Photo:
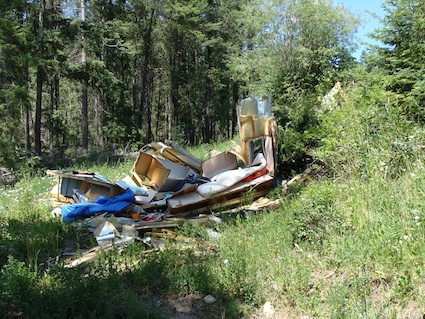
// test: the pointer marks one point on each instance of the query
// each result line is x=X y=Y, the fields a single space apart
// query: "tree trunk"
x=145 y=77
x=84 y=102
x=40 y=75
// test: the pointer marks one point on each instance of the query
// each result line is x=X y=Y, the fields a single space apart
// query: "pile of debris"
x=168 y=186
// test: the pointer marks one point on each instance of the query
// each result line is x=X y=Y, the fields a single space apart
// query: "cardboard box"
x=158 y=173
x=217 y=164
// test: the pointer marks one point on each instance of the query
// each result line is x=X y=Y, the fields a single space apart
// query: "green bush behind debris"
x=348 y=243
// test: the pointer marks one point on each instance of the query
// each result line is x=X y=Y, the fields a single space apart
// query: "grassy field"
x=348 y=243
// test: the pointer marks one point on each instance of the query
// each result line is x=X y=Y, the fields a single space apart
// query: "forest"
x=95 y=75
x=82 y=79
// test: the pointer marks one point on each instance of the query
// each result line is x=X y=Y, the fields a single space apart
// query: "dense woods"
x=96 y=74
x=347 y=240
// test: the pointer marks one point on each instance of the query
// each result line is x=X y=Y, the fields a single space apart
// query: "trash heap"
x=167 y=185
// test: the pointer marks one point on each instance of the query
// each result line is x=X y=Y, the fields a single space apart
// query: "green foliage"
x=401 y=34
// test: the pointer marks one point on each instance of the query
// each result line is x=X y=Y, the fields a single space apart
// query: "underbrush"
x=348 y=244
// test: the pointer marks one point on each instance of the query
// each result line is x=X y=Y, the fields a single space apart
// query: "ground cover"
x=346 y=243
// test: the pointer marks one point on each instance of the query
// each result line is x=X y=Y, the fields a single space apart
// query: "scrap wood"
x=168 y=234
x=259 y=204
x=302 y=177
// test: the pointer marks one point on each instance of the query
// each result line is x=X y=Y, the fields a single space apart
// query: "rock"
x=209 y=299
x=268 y=310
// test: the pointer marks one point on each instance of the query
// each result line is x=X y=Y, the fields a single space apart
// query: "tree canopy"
x=137 y=71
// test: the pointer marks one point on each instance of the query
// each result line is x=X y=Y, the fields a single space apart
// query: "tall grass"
x=348 y=244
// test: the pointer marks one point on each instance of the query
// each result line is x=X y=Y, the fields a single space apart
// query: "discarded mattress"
x=71 y=213
x=224 y=180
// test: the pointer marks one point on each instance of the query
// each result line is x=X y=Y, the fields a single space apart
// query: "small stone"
x=209 y=299
x=268 y=310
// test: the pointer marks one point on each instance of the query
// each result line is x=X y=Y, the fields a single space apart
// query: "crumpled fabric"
x=71 y=213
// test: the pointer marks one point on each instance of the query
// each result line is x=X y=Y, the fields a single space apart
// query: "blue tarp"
x=115 y=204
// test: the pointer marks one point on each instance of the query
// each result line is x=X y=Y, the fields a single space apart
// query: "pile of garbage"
x=167 y=185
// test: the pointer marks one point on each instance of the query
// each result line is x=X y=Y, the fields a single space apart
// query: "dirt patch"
x=189 y=306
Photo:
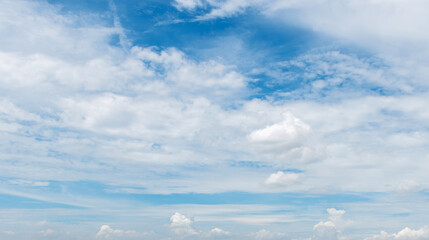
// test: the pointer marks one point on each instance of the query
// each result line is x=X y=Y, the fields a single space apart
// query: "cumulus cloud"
x=289 y=140
x=106 y=232
x=10 y=233
x=288 y=131
x=282 y=178
x=404 y=234
x=47 y=232
x=181 y=225
x=265 y=234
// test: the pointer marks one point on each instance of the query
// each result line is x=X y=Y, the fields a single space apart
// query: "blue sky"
x=214 y=119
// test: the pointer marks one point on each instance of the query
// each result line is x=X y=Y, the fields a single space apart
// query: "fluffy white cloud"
x=265 y=234
x=181 y=225
x=282 y=179
x=404 y=234
x=288 y=131
x=106 y=232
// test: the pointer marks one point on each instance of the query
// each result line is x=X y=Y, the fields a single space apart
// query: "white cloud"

★ ★ ★ ★

PROBLEM STATEMENT: Reproduce the entries from the very beginning up to and including the line with "x=168 y=186". Leave the pictures out.

REPLY TO THE EXERCISE:
Photo:
// test: the pointer marks one point on each instance of the query
// each result line is x=X y=Y, the fields a single space apart
// query: "tree trunk"
x=145 y=77
x=84 y=102
x=40 y=75
// test: the pointer marks one point on each instance of the query
// each result line is x=X y=Y, the fields a single space apart
// query: "pile of debris"
x=168 y=186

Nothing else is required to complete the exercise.